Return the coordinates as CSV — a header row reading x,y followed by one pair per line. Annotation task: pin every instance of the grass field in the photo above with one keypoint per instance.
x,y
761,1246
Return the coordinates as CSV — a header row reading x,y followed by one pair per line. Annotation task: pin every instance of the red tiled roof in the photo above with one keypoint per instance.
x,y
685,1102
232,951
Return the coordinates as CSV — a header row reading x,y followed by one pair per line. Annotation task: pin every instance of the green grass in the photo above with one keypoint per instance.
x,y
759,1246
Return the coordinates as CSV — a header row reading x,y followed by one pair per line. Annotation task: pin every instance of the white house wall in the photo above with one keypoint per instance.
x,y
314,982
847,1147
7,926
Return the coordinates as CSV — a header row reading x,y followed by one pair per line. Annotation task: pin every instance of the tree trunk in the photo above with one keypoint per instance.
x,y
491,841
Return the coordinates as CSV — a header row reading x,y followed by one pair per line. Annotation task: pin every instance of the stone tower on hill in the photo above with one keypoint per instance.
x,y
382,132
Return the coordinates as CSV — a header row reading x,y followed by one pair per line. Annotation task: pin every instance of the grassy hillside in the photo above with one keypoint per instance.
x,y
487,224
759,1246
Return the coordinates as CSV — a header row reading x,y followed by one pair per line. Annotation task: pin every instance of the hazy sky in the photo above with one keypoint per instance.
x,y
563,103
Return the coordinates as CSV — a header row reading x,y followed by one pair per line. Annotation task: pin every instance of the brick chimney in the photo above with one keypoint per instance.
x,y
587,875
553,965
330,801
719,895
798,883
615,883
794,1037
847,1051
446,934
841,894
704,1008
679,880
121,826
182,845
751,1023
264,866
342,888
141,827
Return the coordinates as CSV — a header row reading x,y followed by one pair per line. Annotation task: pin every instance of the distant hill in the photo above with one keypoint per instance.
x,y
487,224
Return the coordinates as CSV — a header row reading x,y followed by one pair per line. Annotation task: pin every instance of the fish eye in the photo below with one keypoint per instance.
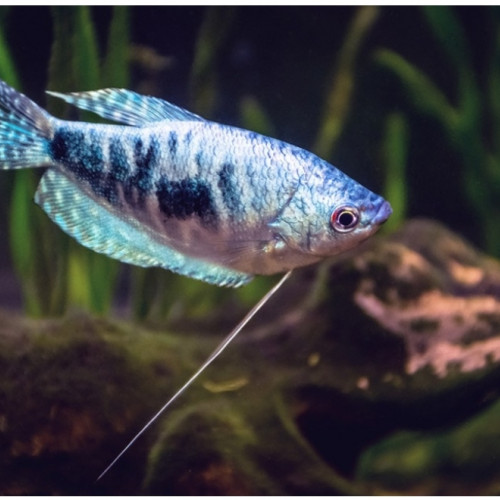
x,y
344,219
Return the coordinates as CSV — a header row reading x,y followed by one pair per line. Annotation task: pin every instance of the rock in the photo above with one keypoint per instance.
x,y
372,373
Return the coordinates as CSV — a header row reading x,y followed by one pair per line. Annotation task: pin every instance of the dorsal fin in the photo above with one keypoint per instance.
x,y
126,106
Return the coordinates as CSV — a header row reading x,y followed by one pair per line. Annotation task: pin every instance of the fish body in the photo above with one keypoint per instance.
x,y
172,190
────────────────────
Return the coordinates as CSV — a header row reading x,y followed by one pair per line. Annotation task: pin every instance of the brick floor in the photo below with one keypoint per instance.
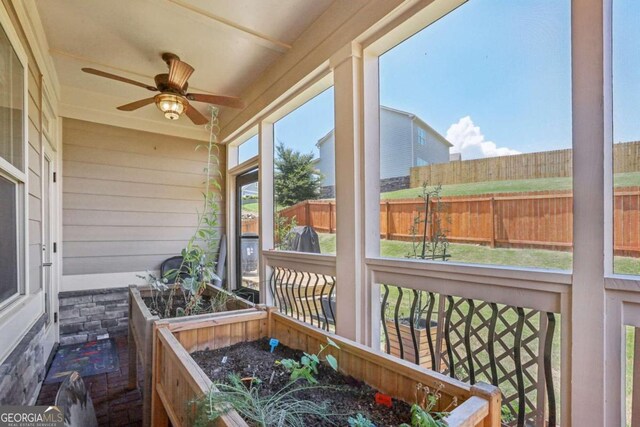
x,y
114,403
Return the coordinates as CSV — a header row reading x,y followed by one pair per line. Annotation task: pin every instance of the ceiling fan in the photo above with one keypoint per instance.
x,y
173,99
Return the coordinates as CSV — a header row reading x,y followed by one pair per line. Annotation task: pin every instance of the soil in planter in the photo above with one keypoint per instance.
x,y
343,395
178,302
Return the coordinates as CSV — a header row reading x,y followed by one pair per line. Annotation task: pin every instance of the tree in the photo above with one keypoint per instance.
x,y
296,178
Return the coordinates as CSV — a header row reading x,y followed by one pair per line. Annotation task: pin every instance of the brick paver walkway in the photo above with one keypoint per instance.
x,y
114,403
────────────────────
→ **TASK TO COMPLETE**
Collect every line in the records above that contains the word "ceiling", matching case exactly.

→ **SOLUTION**
Return the coordinates as CSV — a header row reading x,y followed by one pair per line. Annotation task: pin every instance of the ceiling fan in the photo above with one keypoint per instance.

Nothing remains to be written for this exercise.